According to the blog post below, in what year was historian Stephen Ambrose accused of making up some of his interviews with Dwight Eisenhower?

Text under study |
======

Friday, August 21, 2015

Ethnographer Alice Goffman's study of the Philadelphia police department is challenged.

This reviewer questions whether Goffman's 2014 tome, which was highly acclaimed, embelishes the facts to make a better story.
http://chronicle.com/article/Alice-Goffmans-Implausible-/232491/?cid=at&utm_source=at&utm_medium=en

If so, she joins a distinguished list of guilders of the truth:
1.  Hunter S. Thompson, the Rolling Stone's doctor of gonzo journalism, comes immediately to mind.  Of course, Thompson's yarns, such as "Fear and Loathing in Las Vegas," were so over-the-top that only someone as drugged up and spaced out as Thompson himself would have taken them at face value.

2.  Unfortunately, in the Thompson tradition, but without his obvious satirical stance, Rolling Stone last year published a piece, now internationally infamous, about an alleged rape at a UVa fraternity.  Never interviewing the accused, the author allowed the alleged "victim" to hold center stage, her version of the tale unchallenged.  A Rolling Stone editor, who previously had defended unobjective journalist in a college-campus speech, allowed this travesty to be published.  Naturally, lawsuits have followed.

3.  The late, famous historian Stephen Ambrose was accused in 2010 of making up some of his interviews with Dwight Eisenhower.  Ambrose had unique acces to Ike, but relatives of the great general and president have since questioned some of the yarns subsequently spun by Ambrose. 
http://abcnews.go.com/US/historian-stephen-ambrose-lie-interviews-president-dwight-eisenhower/story?id=10489472 

4.  And of course there is the now-legendary story of Stephen Glass, the journalist courted by (yes) Rolling Stone and the New Republic, who was found to have fabricated many of his best magazine pieces. The 2007 film, "Shattered Glass", does  a nice job of dramatizing his rise and fall.  Vanity Fair's in depth article is even better.

======

Exercise data |

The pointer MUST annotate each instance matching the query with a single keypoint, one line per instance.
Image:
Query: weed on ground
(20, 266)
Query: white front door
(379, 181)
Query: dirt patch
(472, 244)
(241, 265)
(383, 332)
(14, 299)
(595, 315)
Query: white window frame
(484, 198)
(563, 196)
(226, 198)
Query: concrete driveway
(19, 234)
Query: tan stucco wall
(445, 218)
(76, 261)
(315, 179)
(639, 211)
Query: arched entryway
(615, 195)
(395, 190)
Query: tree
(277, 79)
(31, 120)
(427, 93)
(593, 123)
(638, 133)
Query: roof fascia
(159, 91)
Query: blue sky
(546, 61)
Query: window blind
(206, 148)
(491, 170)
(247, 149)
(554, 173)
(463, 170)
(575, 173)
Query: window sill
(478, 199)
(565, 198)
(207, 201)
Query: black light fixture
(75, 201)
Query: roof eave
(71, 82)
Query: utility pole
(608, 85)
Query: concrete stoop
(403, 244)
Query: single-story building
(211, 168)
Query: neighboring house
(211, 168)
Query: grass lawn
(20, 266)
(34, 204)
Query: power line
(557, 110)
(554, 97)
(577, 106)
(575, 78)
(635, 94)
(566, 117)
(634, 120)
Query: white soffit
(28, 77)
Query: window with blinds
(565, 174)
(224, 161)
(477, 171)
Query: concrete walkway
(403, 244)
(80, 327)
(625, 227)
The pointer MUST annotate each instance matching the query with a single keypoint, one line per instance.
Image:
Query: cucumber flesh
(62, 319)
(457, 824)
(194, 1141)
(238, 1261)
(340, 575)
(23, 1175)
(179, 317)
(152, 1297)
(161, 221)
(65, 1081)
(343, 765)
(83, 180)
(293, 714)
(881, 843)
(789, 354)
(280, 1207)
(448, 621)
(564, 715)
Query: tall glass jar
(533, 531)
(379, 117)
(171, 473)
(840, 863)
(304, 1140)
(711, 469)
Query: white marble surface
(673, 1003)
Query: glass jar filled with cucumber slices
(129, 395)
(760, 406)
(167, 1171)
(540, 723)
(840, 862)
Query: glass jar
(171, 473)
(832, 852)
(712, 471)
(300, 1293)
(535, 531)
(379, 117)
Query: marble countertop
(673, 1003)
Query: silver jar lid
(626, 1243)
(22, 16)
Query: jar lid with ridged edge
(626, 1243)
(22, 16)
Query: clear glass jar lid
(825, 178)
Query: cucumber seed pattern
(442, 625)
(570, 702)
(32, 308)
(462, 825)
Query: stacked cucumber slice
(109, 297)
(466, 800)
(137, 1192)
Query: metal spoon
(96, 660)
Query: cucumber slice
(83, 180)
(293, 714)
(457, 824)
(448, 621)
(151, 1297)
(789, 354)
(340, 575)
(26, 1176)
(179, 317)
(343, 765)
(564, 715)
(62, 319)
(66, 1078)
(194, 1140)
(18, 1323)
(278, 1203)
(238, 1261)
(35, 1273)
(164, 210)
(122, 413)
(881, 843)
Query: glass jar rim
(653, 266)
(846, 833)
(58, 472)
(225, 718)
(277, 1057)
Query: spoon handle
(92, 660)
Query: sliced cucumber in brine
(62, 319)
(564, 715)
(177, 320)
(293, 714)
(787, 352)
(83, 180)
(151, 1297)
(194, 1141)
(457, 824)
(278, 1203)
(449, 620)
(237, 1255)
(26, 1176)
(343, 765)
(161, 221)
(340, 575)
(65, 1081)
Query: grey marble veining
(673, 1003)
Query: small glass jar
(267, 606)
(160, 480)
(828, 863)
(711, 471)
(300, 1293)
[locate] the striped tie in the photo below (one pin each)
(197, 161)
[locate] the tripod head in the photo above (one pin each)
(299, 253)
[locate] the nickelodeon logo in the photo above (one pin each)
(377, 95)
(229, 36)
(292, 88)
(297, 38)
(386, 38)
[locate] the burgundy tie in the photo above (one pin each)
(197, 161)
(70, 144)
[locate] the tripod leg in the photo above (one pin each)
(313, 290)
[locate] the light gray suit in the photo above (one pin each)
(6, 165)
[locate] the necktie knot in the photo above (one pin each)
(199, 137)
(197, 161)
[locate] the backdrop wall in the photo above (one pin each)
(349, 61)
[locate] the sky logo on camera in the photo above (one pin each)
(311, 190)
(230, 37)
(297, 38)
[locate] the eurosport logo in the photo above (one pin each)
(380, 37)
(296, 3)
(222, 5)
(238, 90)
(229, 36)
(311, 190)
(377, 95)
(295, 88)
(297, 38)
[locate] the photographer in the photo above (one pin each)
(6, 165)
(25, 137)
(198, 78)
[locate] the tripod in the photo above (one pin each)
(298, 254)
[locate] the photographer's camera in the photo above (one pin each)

======

Answer to the problem | 2010